• _Extracted records_:
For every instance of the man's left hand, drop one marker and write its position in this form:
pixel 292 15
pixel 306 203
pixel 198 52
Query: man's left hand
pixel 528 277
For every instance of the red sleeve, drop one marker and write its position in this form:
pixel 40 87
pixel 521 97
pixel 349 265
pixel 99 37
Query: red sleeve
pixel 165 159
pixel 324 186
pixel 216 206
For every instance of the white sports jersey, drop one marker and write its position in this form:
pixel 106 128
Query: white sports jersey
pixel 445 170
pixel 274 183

---

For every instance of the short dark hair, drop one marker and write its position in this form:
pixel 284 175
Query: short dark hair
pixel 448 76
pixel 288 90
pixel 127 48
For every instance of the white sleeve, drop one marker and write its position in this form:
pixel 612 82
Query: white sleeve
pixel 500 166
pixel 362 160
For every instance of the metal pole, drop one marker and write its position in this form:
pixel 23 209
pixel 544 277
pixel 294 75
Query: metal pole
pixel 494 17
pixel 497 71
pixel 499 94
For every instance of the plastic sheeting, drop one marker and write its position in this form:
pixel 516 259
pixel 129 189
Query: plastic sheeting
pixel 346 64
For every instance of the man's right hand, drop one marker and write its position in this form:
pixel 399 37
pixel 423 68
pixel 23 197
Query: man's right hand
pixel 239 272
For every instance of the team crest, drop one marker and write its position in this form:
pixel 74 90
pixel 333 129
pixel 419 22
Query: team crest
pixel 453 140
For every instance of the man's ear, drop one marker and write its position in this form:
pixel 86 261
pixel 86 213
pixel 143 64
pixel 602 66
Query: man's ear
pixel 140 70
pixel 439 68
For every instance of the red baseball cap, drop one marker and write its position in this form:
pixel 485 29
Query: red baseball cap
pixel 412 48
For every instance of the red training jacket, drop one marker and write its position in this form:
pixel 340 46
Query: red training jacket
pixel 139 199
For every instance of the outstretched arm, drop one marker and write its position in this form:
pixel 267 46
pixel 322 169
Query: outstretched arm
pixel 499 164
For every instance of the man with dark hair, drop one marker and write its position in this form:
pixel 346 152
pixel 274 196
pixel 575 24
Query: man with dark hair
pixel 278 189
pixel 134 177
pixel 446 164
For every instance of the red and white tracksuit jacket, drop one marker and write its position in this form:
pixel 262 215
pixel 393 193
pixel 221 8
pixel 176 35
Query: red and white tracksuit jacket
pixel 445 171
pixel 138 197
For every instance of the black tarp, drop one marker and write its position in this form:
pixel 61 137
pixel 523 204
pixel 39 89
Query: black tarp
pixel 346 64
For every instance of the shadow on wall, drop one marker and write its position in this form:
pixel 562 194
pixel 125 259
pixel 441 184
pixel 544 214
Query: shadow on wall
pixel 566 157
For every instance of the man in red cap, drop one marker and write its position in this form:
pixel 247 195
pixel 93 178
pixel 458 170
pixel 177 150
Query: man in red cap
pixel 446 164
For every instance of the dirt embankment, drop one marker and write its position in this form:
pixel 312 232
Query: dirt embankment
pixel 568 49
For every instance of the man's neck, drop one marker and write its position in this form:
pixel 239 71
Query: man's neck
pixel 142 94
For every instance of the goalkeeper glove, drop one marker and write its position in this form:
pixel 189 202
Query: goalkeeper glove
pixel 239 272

• _What to do_: Please copy the lines above from the line with "Query: man with dark hair" up to and including the line with "For every instance of the man's neck, drop", exactly as written and with nothing else.

• _Expected output_:
Query: man with dark hair
pixel 278 189
pixel 134 177
pixel 446 164
For every instance of the red and white tracksuit jacket, drop one marker and write its position in this form:
pixel 262 215
pixel 393 193
pixel 221 8
pixel 176 35
Query: red and white tracksuit jacket
pixel 445 171
pixel 138 197
For every instance of the black tarp, drop one marker and write its position in this form:
pixel 61 137
pixel 523 204
pixel 39 89
Query: black tarp
pixel 346 64
For every instance of the shadow on wall, drop one marker and write its position in this form:
pixel 562 194
pixel 125 259
pixel 441 184
pixel 544 214
Query: shadow on wall
pixel 566 157
For every instance of the man in red cap, drop one marker and write its position in this form:
pixel 247 195
pixel 93 178
pixel 458 170
pixel 177 150
Query: man in red cap
pixel 446 164
For every instance of the dirt embankment, drop one marker and write its position in this form:
pixel 312 232
Query: dirt embankment
pixel 568 49
For every instance of the man's neck, drop one marker and write its position in this form:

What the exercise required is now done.